[REQUIRED TASK]
Omit the images. Copy each entry word for word.

[INFORMATION GIVEN]
START
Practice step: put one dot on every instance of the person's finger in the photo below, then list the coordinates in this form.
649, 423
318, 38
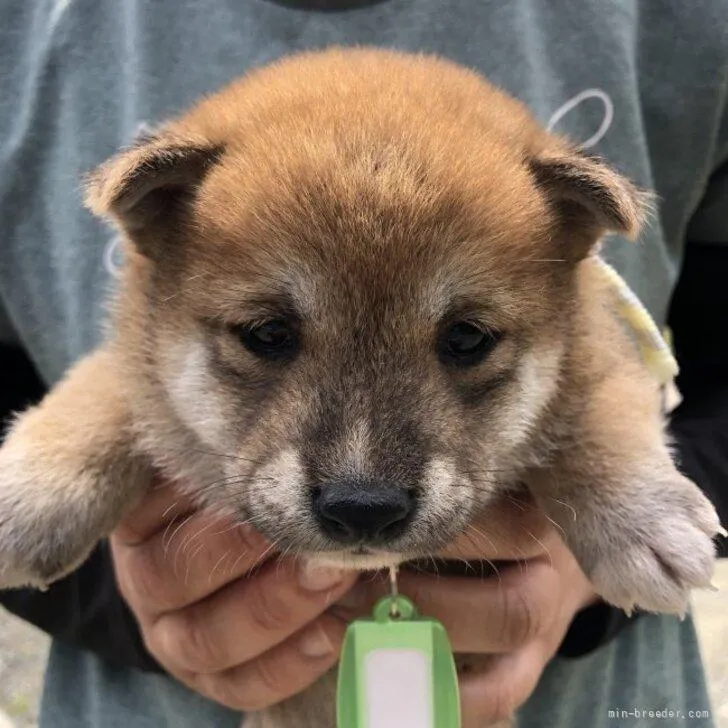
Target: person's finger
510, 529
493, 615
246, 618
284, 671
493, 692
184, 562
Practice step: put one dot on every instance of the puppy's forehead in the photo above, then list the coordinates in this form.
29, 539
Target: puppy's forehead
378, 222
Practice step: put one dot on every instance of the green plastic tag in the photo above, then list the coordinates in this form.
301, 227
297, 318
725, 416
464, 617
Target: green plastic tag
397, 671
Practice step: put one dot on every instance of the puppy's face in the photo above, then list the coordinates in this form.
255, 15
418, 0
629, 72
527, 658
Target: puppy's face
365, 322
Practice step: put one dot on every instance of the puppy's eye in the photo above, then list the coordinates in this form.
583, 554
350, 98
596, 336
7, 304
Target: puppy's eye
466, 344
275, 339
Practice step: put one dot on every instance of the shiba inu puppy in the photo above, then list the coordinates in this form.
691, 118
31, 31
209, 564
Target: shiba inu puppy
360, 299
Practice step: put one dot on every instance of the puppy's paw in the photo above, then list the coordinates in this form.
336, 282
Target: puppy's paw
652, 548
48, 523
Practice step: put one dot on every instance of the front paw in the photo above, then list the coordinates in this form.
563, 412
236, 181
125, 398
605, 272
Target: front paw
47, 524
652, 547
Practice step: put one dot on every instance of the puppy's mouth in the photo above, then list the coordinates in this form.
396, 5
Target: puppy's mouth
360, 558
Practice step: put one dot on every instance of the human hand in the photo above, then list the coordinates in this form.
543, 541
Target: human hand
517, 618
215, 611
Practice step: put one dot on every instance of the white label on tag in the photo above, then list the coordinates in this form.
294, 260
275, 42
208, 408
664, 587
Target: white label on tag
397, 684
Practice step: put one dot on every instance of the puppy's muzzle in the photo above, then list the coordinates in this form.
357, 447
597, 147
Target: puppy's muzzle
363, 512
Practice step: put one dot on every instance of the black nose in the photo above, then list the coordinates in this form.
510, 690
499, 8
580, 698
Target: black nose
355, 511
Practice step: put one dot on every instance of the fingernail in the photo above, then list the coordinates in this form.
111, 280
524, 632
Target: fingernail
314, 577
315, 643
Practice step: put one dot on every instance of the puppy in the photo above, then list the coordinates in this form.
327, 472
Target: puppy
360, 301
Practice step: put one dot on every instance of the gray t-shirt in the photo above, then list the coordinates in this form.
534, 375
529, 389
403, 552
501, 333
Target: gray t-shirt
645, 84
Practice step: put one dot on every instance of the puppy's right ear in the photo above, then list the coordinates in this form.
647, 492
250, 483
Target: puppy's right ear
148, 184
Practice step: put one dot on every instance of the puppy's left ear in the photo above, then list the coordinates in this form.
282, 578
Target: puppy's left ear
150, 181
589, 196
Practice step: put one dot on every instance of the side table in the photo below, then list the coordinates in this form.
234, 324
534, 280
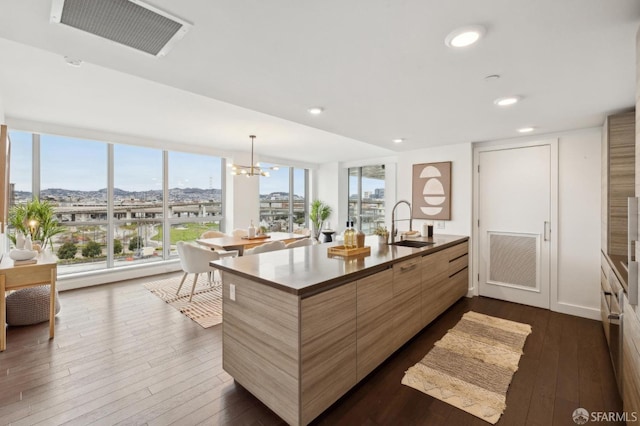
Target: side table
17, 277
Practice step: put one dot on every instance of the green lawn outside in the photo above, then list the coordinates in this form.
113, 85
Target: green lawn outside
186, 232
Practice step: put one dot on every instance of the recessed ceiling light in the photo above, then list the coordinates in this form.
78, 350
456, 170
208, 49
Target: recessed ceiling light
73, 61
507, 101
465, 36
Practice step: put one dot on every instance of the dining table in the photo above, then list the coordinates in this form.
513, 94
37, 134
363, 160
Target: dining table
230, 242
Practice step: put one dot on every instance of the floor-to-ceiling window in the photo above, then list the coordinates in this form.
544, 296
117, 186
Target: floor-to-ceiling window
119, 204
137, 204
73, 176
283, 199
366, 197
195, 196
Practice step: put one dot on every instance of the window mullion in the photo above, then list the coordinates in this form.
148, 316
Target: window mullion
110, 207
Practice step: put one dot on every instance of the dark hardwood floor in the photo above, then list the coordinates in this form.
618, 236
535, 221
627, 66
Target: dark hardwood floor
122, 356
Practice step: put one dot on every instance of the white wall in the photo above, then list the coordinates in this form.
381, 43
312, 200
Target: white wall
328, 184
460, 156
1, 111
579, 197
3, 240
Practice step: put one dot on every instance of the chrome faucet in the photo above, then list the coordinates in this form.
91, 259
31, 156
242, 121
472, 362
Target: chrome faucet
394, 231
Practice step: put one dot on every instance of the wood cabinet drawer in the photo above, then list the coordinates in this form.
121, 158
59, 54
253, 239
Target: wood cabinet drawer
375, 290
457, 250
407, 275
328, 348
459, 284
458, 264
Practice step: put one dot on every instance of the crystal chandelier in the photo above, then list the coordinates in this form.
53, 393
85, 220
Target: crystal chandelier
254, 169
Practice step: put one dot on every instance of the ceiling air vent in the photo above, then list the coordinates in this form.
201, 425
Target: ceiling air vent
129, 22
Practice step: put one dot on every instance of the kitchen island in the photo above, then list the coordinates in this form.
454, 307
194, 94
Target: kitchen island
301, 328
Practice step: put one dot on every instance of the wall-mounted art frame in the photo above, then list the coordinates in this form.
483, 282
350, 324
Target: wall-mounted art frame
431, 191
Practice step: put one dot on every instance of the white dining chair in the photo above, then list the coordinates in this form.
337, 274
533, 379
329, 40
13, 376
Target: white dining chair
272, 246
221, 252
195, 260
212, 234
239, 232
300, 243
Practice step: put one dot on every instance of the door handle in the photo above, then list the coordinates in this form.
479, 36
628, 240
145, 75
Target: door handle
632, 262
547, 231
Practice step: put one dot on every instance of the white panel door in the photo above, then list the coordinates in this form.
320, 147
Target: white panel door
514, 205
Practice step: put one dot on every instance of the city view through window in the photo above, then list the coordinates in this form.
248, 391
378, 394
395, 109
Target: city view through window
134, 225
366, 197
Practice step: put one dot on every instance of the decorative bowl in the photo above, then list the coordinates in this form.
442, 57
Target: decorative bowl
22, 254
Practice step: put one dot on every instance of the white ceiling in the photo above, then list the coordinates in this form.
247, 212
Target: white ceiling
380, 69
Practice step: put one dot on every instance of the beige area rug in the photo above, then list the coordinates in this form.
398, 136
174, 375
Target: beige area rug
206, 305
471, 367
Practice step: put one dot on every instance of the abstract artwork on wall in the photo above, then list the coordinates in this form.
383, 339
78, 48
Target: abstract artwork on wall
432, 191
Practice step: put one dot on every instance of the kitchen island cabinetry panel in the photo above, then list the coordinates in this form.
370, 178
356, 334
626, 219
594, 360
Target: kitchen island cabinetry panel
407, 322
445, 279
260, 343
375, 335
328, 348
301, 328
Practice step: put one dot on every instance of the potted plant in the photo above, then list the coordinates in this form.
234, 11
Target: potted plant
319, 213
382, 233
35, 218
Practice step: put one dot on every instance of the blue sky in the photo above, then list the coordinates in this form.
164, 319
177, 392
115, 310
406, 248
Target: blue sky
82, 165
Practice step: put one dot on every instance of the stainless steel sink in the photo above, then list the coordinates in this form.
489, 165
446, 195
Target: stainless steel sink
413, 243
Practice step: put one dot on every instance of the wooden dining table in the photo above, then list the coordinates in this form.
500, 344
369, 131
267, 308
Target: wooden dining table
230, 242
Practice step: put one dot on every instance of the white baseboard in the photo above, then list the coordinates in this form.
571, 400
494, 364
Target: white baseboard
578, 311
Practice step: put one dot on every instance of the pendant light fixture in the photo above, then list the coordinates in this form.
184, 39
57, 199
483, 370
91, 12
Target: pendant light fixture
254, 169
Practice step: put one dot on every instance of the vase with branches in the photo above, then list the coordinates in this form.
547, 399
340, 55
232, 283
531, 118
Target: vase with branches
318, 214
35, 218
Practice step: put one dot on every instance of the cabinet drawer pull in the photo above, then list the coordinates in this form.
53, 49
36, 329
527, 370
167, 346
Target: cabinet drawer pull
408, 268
END
[SOLUTION TO THE EXERCISE]
Practice step: put one dot on every instance of the person's finger in the photo below, then list the coordinates in this form.
649, 423
318, 38
Target: person's finger
510, 529
493, 615
246, 618
284, 671
493, 692
184, 562
Practice step: put one dot on every instance of the puppy's forehead in the photo above, then list the coordinates in this form.
29, 539
Target: puppy's forehead
378, 222
Practice step: put one dot on every instance of the green plastic tag in the photo above, then list the coordinates in this form.
301, 227
297, 318
725, 416
464, 617
Target: green plastic tag
397, 671
Practice step: put one dot on every instance of the puppy's face in the photo above, then list the coordinates in this form.
255, 15
418, 0
629, 72
527, 658
Target: puppy's face
365, 322
Practice step: put one dot on every instance of the puppy's eye in the photo above, then list the coordinates in this form.
583, 554
350, 98
596, 336
7, 304
Target: puppy's eye
466, 344
275, 339
Practice step: put one dot on every instance of the shiba inu puppy in the photo above, then list the coordinates in this form.
691, 118
31, 31
209, 564
Target: shiba inu puppy
360, 299
Practice step: put one dot on every instance of the puppy's paw in the photo above, then list the coordinates in this form.
336, 282
Target: puppy's paw
652, 548
48, 523
Practice step: put one dot on every instance of the front paw in the photo above, then list the coordinates in this form.
563, 412
236, 181
125, 398
605, 272
Target: front paw
47, 524
652, 547
Practice step: put one dot on every instance of the puppy's mouth in the photo above, then list the coordinates in this form.
396, 5
Target: puppy's mouth
360, 558
Practice step: put one dot on every instance of the human hand in the photo above, then list the coordinates in this form.
543, 541
Target: human hand
517, 618
215, 611
Practice step: put one dot on every instance of the white label on tag in the photo above, then list the coordinates in this form.
294, 260
275, 42
208, 408
664, 587
Target: white label on tag
397, 684
Practice step: put one dot on every instance of the puppy's muzzle in the photo above, then list the coordinates in this form.
357, 447
597, 147
Target: puppy's muzzle
363, 512
Practice step: put one dot on every instance of the black nose in the photo above, then list the coordinates in this form.
510, 690
499, 8
580, 698
Target: black nose
355, 511
Practice step: put one dot on every instance of the fingernail in the photo above, then list the coordinates in this form.
111, 280
524, 632
Target: fingernail
314, 577
315, 643
Practice step: put one dot on every instance of the puppy in the photo above, then list the coordinates in this form.
327, 472
Target: puppy
360, 301
Practice step: put one dot on every instance of the gray t-shirt in the photo above, then list the coordinates in this form.
534, 375
529, 389
403, 552
501, 333
Target: gray t-shirt
645, 84
Practice step: put one dot on every instance of the puppy's right ear in the photo above, then list the coordinates in this form.
647, 492
250, 483
Target: puppy's right ear
148, 184
Practice step: put one dot on every instance of the puppy's left ear in the photo above, then list the coordinates in this form.
282, 578
Target: puppy's left ear
150, 181
589, 196
Practice step: put one dot on every instance of the side table in the photo below, then list the coordinates in this form.
234, 324
534, 280
Target: side table
17, 277
Practice step: put one dot on every instance of the green lawn outside in the photo above, then list the coordinates in this form.
113, 85
Target: green lawn outside
186, 232
Practice step: put one dot on every instance of the recessed ceiling light in the photo above, then list the coordinates in this form.
78, 350
456, 170
208, 49
Target: recessed ceiling light
73, 61
507, 101
465, 36
Practice step: put one dot on every instance of the dining table in the photo above, then list the coordinates in this form.
513, 94
37, 134
363, 160
Target: dining table
230, 242
Practice step: put one dot on every instance of the floor-to-ceiling window in the photo above, then list the coordinates in this form.
544, 296
117, 186
Target: floor-to-ceiling window
119, 204
137, 204
73, 176
283, 199
366, 197
195, 196
Practice step: put one dot on every instance of the window mullion in the photo above, then list the coordinates in this form.
148, 316
Target: window mullion
110, 207
Practice step: put one dot on every instance of the dark hardwood floor in the photo above, then list the coordinates in this form.
618, 236
535, 221
627, 66
Target: dark hardwood floor
122, 356
Practice step: put one dot on every instance of the white wall in the photo above, then list the coordinates in this form.
381, 43
312, 200
Target: white wall
328, 184
460, 156
1, 111
579, 197
3, 240
Practice step: put one dot on every instance of the chrome faucet in the photo above, then list the coordinates in this form.
91, 259
31, 156
242, 121
472, 362
Target: chrome faucet
394, 231
Practice step: put one dot on every instance of the wood cabinet drawer in the photo above, then list the coordinates in this form.
121, 158
59, 54
253, 239
Target: wood cabinet drawer
375, 290
457, 250
407, 275
328, 348
459, 284
458, 264
Practice step: put one dot on every instance of the crystal chandelier in the photo above, then list the coordinates in this form.
53, 393
85, 220
Target: crystal chandelier
254, 169
Practice step: put one dot on every instance of the ceiling air vent in the photo above, then list the coordinates in this form.
201, 425
Target: ceiling air vent
129, 22
Practice step: put one dot on every instance of the kitchen island in the photo above, then list the coordinates in this form.
454, 307
194, 94
Target: kitchen island
301, 328
Practice step: put one dot on every instance of the wall-mounted art frame in the photo above, then list the coordinates in this form.
483, 282
350, 324
Target: wall-mounted art frame
431, 191
Practice step: put one dot on every instance of the white dining chair in the photo above, then list the coordinates in this form.
337, 274
533, 379
329, 40
13, 376
Target: white dining chair
272, 246
221, 252
195, 260
212, 234
239, 232
300, 243
Practice step: put one dot on every instance of the door handle in the photo above, then list the coordinates in this form.
479, 36
628, 240
145, 75
Target: door handle
632, 262
547, 231
Practice step: put one dot on every instance of the white panel door in the photo above, then list the coordinates in this form.
320, 147
Target: white panel door
514, 205
Practice step: put one dot on every instance of the city view through window in the photo above, then list the coordinates in this form.
248, 391
378, 394
395, 109
Target: city view through window
134, 225
366, 197
Practice step: put one dot on every instance of the decorative bowl in the photo above, then list the coordinates in this form.
442, 57
Target: decorative bowl
22, 254
Practice step: put one dot on every instance of the white ceiling in the photo above, then list the coordinates in this form.
247, 212
Target: white ceiling
380, 69
Practice step: put one dot on every instance of the beige area rug in the photo above, then list the coordinates in this form.
398, 136
174, 375
Target: beige area rug
206, 305
471, 367
Practice step: put one dot on every instance of the abstract artwork on wall in the photo above, then list the coordinates in this form.
383, 339
78, 48
Target: abstract artwork on wall
432, 191
Practice step: put one dot on every instance of the kitchen island cabinetry panel in the photo above, then list the coordinates in this form.
370, 178
356, 334
626, 219
594, 360
Target: kitchen island cabinetry panel
407, 322
445, 279
260, 343
375, 335
328, 348
301, 328
Practice step: put one dot on every instance of the potted plant in the photo above, then list the coordinates in this form.
234, 11
Target: potted plant
319, 213
382, 233
35, 218
Practice step: put one dot on every instance of the blue sky in the photo above, then list the coordinates in this form.
164, 319
177, 392
115, 310
406, 248
Target: blue sky
82, 165
Practice step: put one dot on every instance of the stainless steel sink in the photo above, then list the coordinates in this form.
489, 165
446, 195
Target: stainless steel sink
413, 243
Practice step: put one dot on every instance of the wooden dining table in the photo above, then list the coordinates in this form.
500, 344
369, 131
267, 308
Target: wooden dining table
230, 242
Practice step: put one dot on every instance of the white baseboard in the photo above, then list the coordinates in this form.
571, 400
494, 364
Target: white baseboard
578, 311
Practice step: put one dot on every instance of the pendant light fixture in the photo above, then list the coordinates in this form.
184, 39
57, 199
483, 370
91, 12
Target: pendant light fixture
254, 169
Practice step: put one dot on every instance of the vase with branches in the photo above, then list the coordinates in this form.
547, 399
340, 55
232, 283
531, 118
Target: vase with branches
318, 214
35, 218
Practice step: put one dot on every instance of the cabinet drawer pull in the photo above, then list the coordinates in this form.
53, 49
36, 329
527, 370
167, 346
Target: cabinet drawer pull
408, 268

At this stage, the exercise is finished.